***** SOURCE PASSAGE *****
Friday, January 12, 2007

Games for Good

Darlene Wolfe is an inspiring person. WOW! The things that she's involved in and has helped create - it's simply amazing! Last summer she was involved in a session called Games for Good with Dr. Butch Rosser. Dr. Rosser is the surgeon who has done studies and proven that videogamers (especially those who play certain games) make better surgeons.

Lately all those video games are popping back up into conversations. David Warlick has a post on his blog, there was an article in eSchool News, and something on tv as I flipped through channels. Video games are not new to education. We had old Apple games when I was a student, as a teacher we used the PlayStation with games from Lightspan (now a Plato company), and I also used other online games to keep students interested in the curriculum.

There's even new articles being posted about how video games can help you lose weight, instead of becoming a couch potato. I'm thinking it's the Wii effect, where people throw their Wii in frustration or the heat of the moment and end up having to clean up the glass and broken items or chase it down outside after it crashed through a window.
***** PROVIDED MATERIAL *****
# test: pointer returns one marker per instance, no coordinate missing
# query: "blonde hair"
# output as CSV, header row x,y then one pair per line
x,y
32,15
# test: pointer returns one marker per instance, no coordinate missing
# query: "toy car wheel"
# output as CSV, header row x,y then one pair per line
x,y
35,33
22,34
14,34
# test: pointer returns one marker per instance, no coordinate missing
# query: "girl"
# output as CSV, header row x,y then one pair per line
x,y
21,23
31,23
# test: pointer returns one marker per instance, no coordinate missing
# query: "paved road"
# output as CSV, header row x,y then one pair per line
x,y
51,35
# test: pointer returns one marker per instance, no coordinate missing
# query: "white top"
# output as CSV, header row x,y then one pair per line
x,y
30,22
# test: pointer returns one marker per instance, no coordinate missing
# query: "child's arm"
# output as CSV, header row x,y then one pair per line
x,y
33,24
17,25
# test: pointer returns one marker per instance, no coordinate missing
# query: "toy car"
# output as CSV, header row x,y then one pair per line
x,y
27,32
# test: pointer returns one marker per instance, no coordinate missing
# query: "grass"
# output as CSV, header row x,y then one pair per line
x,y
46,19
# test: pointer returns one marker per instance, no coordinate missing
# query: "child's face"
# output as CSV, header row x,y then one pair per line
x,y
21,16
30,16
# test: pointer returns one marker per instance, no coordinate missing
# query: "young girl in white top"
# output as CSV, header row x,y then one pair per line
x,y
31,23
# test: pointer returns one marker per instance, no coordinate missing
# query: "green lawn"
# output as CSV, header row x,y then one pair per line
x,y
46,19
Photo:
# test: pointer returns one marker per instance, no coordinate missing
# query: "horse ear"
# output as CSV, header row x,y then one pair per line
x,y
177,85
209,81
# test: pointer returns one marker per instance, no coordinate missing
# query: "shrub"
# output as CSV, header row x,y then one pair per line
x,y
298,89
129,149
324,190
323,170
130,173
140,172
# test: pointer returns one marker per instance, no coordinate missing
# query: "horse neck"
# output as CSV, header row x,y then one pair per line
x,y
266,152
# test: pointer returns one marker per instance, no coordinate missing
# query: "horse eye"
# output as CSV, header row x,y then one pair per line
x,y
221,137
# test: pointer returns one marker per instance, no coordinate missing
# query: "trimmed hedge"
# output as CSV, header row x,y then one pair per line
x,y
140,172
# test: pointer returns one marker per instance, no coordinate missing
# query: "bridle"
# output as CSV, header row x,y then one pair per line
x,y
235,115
*****
***** PROVIDED MATERIAL *****
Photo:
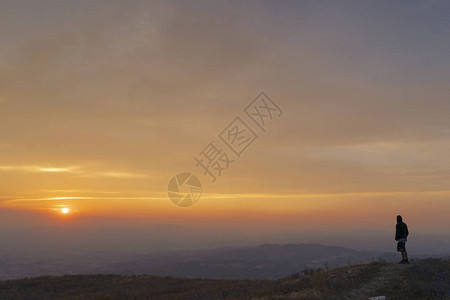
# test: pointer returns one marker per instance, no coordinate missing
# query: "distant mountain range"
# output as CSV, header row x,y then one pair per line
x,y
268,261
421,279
*****
▶ WORK REQUIRED: In the blog post on video games, what did Dr. Butch Rosser prove through his studies?

▶ TASK RESULT: He proved that videogamers, especially those who play certain games, make better surgeons.